## Exercise
Your task is to transcribe all the entries exactly, excluding pictures.

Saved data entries
● ● ● ● ●

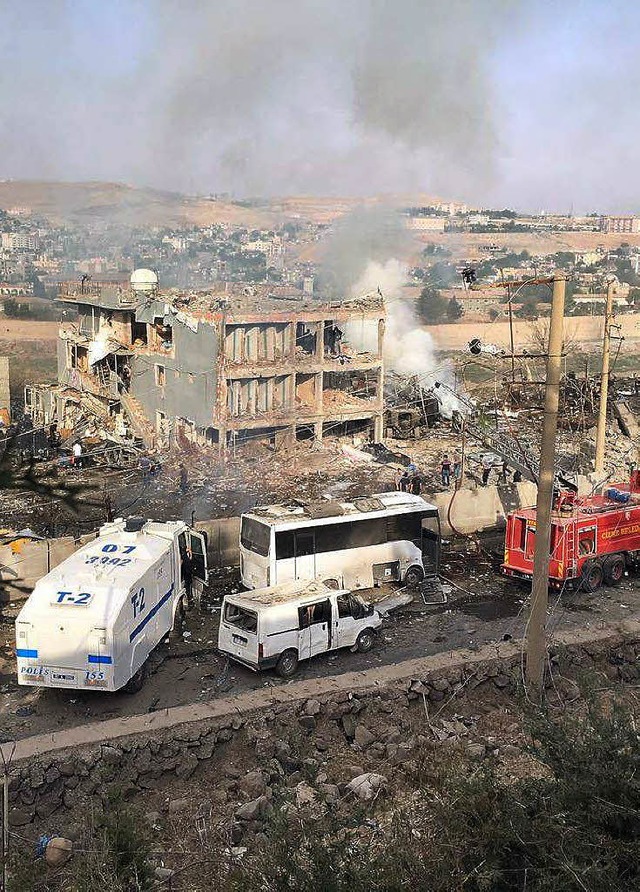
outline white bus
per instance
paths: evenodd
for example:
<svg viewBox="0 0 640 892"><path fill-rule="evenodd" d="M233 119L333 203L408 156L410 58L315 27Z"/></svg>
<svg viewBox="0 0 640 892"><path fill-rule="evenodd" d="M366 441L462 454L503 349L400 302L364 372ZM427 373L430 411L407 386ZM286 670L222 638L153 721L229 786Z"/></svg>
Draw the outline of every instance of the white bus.
<svg viewBox="0 0 640 892"><path fill-rule="evenodd" d="M240 526L249 589L296 579L332 579L344 589L415 585L438 572L439 552L437 507L404 492L254 508Z"/></svg>

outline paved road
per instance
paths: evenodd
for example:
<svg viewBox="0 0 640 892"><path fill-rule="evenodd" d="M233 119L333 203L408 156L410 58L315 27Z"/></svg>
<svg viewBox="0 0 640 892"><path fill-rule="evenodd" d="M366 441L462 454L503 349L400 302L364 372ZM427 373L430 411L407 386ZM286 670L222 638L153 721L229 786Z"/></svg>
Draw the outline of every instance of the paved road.
<svg viewBox="0 0 640 892"><path fill-rule="evenodd" d="M451 555L443 576L449 580L445 582L448 603L426 606L417 597L385 621L371 653L340 651L316 657L300 667L297 678L383 667L522 635L527 590L497 576L489 559ZM553 637L560 630L598 629L621 619L639 618L640 579L629 579L618 588L605 588L593 595L567 594L560 602L554 602L552 595L548 628ZM191 614L185 627L188 637L159 654L153 674L134 696L20 688L11 663L5 661L5 672L0 674L0 733L26 737L285 684L271 672L256 674L220 656L216 652L217 623L217 610ZM10 625L3 631L10 641Z"/></svg>

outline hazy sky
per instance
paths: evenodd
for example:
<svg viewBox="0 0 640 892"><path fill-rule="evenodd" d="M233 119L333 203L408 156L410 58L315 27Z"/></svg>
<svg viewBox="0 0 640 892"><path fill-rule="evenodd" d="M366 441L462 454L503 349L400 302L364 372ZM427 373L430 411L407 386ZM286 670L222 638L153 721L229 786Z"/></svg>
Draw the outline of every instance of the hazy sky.
<svg viewBox="0 0 640 892"><path fill-rule="evenodd" d="M637 0L0 0L0 178L640 211Z"/></svg>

● ● ● ● ●

## Exercise solution
outline white bus
per instance
paths: evenodd
for example:
<svg viewBox="0 0 640 892"><path fill-rule="evenodd" d="M233 119L333 203L408 156L410 58L315 27Z"/></svg>
<svg viewBox="0 0 640 892"><path fill-rule="evenodd" d="M366 441L462 454L503 349L400 302L364 372ZM427 373L430 411L407 386ZM286 670L222 638L153 721L229 786Z"/></svg>
Draw the outline of every instance of the white bus.
<svg viewBox="0 0 640 892"><path fill-rule="evenodd" d="M240 526L249 589L296 579L332 579L344 589L415 585L438 572L439 552L437 507L404 492L254 508Z"/></svg>

outline paved road
per instance
paths: evenodd
for example:
<svg viewBox="0 0 640 892"><path fill-rule="evenodd" d="M233 119L333 203L408 156L410 58L315 27Z"/></svg>
<svg viewBox="0 0 640 892"><path fill-rule="evenodd" d="M366 441L462 454L503 349L400 302L364 372ZM427 373L430 411L407 386ZM286 670L222 638L153 721L229 786Z"/></svg>
Draw the outline of every instance of the paved road.
<svg viewBox="0 0 640 892"><path fill-rule="evenodd" d="M451 555L443 576L449 580L445 582L448 603L426 606L417 597L385 621L371 653L340 651L316 657L300 667L297 678L383 667L522 635L527 590L497 576L489 559ZM553 637L560 630L598 629L621 619L639 618L640 579L629 579L618 588L605 588L593 595L567 594L560 602L554 602L552 595L548 628ZM191 614L185 627L188 637L159 654L153 674L134 696L20 688L11 663L5 661L5 672L0 674L0 733L26 737L285 684L271 672L256 674L220 656L216 652L217 623L217 610ZM10 625L3 631L10 641Z"/></svg>

outline hazy sky
per instance
paths: evenodd
for example:
<svg viewBox="0 0 640 892"><path fill-rule="evenodd" d="M233 119L333 203L408 156L410 58L315 27Z"/></svg>
<svg viewBox="0 0 640 892"><path fill-rule="evenodd" d="M366 441L462 454L503 349L400 302L364 372ZM427 373L430 411L407 386ZM286 670L222 638L153 721L229 786Z"/></svg>
Draw the outline of every instance of the hazy sky.
<svg viewBox="0 0 640 892"><path fill-rule="evenodd" d="M637 0L0 0L0 178L640 211Z"/></svg>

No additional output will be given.